◆ Work instructions ◆
The interview excerpt below has the speaker telling people not to copy the speaker's approach. In one to three sentences, explain why the excerpt says this and why the approach works for the speaker.

The best career advice actually came from my time working at the cheerleading company when I was probably 19 or 20. We had a conversation about how you represent yourself, and the thing that has stuck with me is that all you have is your name, and how you show up is on you, and you teach people how to treat you. I have held onto that, and that has served me well in my career. People often ask me how I get away with what I get away with, and I always tell them don't do what I do, because I don't know if that's going to work for you. But what I do know is it works for me because I try to stay as true to myself as possible, even if I'm the person who is the outlier in a meeting or conversation. Whatever my point of view is or the expertise I'm sharing, I'm grounded in it, and I'm okay being the only voice in the room or the voice of opposition or disruptor. I constantly remind myself the only thing I have is my name, and I want whatever comes after that to be factual information about me and as positive as I can hope for it to be.
03What advice would you give to young women entering your industry?
I would tell young women entering this industry to stay true to who they are, protect their reputation, and teach people how to treat them through the standards they set every day. There will be moments when being the lone principled voice is uncomfortable, but integrity, confidence, and consistency will ultimately define both your leadership and your legacy.

◆ Input data ◆
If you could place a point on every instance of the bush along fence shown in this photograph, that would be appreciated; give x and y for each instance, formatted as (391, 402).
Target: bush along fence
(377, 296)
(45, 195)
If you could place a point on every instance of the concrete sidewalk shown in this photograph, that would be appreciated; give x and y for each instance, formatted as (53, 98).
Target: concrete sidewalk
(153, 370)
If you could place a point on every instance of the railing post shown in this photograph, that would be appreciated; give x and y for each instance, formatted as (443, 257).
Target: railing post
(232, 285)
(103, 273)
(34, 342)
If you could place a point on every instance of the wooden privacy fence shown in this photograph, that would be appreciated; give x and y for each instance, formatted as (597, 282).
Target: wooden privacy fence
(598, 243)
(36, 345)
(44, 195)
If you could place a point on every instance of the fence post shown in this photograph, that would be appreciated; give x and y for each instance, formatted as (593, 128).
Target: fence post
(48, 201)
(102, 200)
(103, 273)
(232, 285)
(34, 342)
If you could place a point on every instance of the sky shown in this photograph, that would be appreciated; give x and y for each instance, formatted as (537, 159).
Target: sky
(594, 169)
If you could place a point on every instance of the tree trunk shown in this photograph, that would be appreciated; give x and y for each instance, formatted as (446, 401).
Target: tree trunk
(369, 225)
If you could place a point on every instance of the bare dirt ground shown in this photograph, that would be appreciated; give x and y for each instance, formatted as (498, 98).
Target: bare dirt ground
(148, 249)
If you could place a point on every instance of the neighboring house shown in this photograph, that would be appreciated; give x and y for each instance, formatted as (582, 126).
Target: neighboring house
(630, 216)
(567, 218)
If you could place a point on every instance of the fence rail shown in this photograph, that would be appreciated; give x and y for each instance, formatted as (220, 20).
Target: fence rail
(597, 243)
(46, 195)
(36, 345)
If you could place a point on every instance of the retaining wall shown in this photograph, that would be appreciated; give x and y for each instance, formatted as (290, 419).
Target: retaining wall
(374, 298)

---

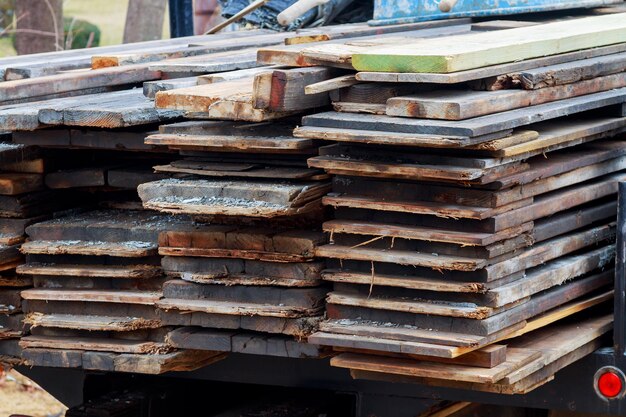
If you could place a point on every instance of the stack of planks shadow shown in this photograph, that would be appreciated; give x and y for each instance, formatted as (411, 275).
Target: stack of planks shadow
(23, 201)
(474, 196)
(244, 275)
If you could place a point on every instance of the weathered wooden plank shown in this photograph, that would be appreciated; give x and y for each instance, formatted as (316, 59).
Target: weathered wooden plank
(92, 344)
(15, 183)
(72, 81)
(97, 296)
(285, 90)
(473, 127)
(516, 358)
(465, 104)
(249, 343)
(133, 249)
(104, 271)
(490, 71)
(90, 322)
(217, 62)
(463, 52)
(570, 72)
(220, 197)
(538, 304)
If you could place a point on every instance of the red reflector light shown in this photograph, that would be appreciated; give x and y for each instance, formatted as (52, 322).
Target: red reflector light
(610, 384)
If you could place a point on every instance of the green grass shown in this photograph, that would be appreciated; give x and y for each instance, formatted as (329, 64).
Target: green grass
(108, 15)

* * *

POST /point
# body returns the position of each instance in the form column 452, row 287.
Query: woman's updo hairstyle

◆ Final answer ◆
The speaker does not know whether that approach would work for anyone else. It works for the speaker because of an effort to stay as true to oneself as possible, even when that means being the outlier in a meeting or conversation.